• [WHAT YOU ARE ASKED TO DO] In the diary entry titled "Fuck resentment," which doctor did the writer take Rags to, and on what day?

• [TEXT SECTION]
Fuck resentment

Feebly following along another path to nowhere. Hello old neglected diary. Rags dies. Ten years old. Poor lonely little pup. His tongue turned to death in his mouth. I held him for the terminal injection. He’d had a pretty sucky looking week. Rivka called it on Friday. Took him to Dr. Steadman on Monday.

This is life. Breathe deep. Susan got cancer. Andrea and Ed died of it. Stress and sugar.

Rikki and I struggle deeply. Our “act” is in the outhouse. Mad Crappy. They try too hard. Which of us is the most narcissistic? How much of a controlling, codependent prick must I be?

Being in a house full of naked females is pretty awesome, even when their pissy toilet paper spills regularly out of the bathroom trash. Why do I wait for them to change it?

Fuck resentment. Fuck mania. Do I want to be awake at 1am writing this? Do you want to be reading it, or is it just obsession? What are we looking for?

Mom is turning 80 and doesn’t want to make a thing of it. I hear that. Fuck birthdays, but that’s kind of selfish.

[Items from a dataset]
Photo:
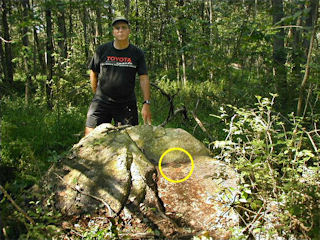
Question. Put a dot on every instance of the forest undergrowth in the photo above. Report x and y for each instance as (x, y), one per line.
(275, 155)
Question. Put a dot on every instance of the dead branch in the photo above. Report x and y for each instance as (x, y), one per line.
(171, 112)
(77, 189)
(16, 205)
(256, 218)
(201, 125)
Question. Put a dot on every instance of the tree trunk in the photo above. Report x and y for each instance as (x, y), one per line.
(62, 37)
(49, 57)
(85, 30)
(41, 58)
(70, 30)
(25, 42)
(99, 23)
(127, 7)
(279, 55)
(7, 64)
(181, 36)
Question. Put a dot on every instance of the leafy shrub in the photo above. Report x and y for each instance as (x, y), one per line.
(278, 162)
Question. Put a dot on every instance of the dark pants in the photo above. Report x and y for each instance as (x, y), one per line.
(122, 113)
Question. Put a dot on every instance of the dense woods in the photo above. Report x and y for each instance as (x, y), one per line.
(245, 73)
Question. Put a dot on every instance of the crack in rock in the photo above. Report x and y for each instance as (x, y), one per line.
(119, 166)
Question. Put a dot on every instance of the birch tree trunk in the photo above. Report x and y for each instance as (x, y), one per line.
(7, 64)
(307, 69)
(49, 57)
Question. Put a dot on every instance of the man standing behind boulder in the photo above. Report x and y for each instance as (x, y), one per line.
(113, 71)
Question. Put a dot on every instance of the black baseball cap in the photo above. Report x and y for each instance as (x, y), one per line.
(119, 19)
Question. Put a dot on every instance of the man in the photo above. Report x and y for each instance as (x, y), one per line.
(113, 71)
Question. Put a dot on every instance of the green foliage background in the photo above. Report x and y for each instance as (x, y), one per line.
(227, 49)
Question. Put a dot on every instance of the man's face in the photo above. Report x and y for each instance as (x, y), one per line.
(121, 31)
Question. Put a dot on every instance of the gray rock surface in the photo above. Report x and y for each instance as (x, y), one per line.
(117, 169)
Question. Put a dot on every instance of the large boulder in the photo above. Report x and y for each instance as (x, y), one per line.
(117, 169)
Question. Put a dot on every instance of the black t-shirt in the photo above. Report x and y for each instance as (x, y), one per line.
(117, 71)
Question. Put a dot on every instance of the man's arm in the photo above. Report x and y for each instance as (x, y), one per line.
(145, 87)
(94, 80)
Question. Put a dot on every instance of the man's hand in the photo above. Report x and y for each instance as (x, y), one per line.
(145, 87)
(94, 80)
(146, 114)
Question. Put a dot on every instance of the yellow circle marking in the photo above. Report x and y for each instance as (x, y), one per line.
(176, 149)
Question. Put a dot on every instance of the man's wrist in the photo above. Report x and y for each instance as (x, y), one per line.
(146, 102)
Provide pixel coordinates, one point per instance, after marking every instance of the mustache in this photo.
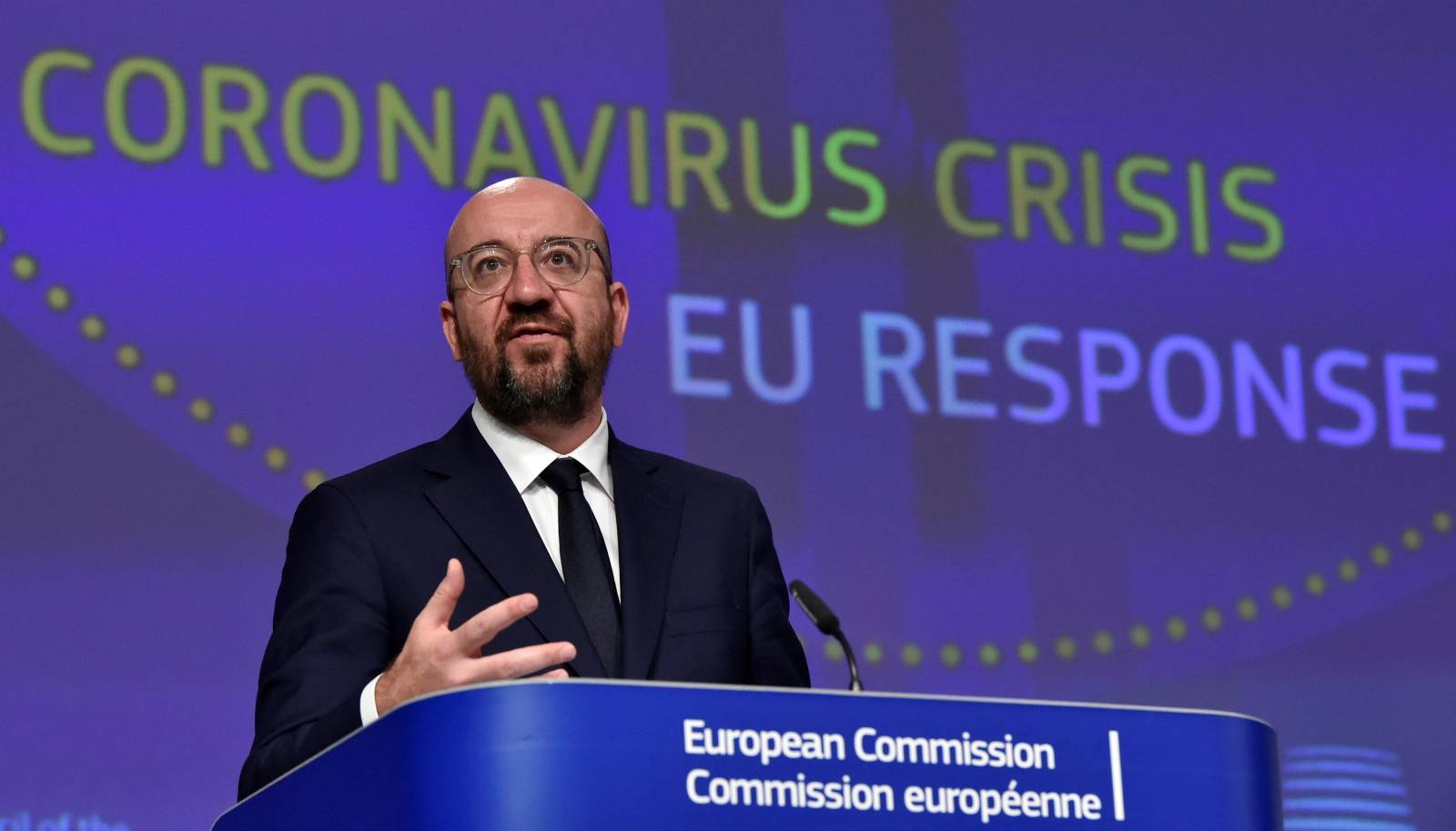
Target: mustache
(543, 319)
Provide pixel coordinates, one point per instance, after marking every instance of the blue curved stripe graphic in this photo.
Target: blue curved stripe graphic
(1347, 804)
(1343, 751)
(1358, 767)
(1347, 785)
(1344, 824)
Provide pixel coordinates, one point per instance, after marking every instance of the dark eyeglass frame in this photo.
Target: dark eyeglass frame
(458, 262)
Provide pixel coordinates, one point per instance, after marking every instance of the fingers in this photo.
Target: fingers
(521, 663)
(441, 604)
(490, 622)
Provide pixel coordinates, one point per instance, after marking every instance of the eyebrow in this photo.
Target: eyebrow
(501, 243)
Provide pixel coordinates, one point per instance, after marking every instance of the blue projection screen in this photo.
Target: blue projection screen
(1079, 351)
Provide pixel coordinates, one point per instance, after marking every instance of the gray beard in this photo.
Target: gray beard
(536, 395)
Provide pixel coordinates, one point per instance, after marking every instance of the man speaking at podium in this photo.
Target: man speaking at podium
(529, 539)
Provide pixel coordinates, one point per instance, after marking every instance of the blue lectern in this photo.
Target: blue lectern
(622, 755)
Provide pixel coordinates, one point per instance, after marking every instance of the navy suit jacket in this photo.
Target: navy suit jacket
(703, 591)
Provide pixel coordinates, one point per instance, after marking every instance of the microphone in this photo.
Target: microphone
(824, 619)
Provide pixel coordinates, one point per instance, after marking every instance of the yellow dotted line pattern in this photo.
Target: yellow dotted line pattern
(1176, 627)
(164, 383)
(951, 655)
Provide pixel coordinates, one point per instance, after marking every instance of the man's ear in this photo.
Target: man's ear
(618, 296)
(451, 330)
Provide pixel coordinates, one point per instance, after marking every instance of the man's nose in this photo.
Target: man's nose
(528, 287)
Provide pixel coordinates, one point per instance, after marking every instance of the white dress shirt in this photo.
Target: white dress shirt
(524, 459)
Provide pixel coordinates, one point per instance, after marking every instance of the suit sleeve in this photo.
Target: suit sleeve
(776, 656)
(329, 636)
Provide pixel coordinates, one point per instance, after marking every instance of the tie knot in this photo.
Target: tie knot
(564, 475)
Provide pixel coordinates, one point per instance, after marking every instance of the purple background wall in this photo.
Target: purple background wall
(1300, 573)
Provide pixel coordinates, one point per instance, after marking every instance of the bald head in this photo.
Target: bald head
(521, 213)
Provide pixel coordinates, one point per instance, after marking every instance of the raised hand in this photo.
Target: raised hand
(439, 658)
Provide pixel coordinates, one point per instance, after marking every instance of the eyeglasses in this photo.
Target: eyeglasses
(561, 261)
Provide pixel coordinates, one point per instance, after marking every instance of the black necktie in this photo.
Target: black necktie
(584, 562)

• [REPLY TO THE EXERCISE] Dr. Steadman, on Monday.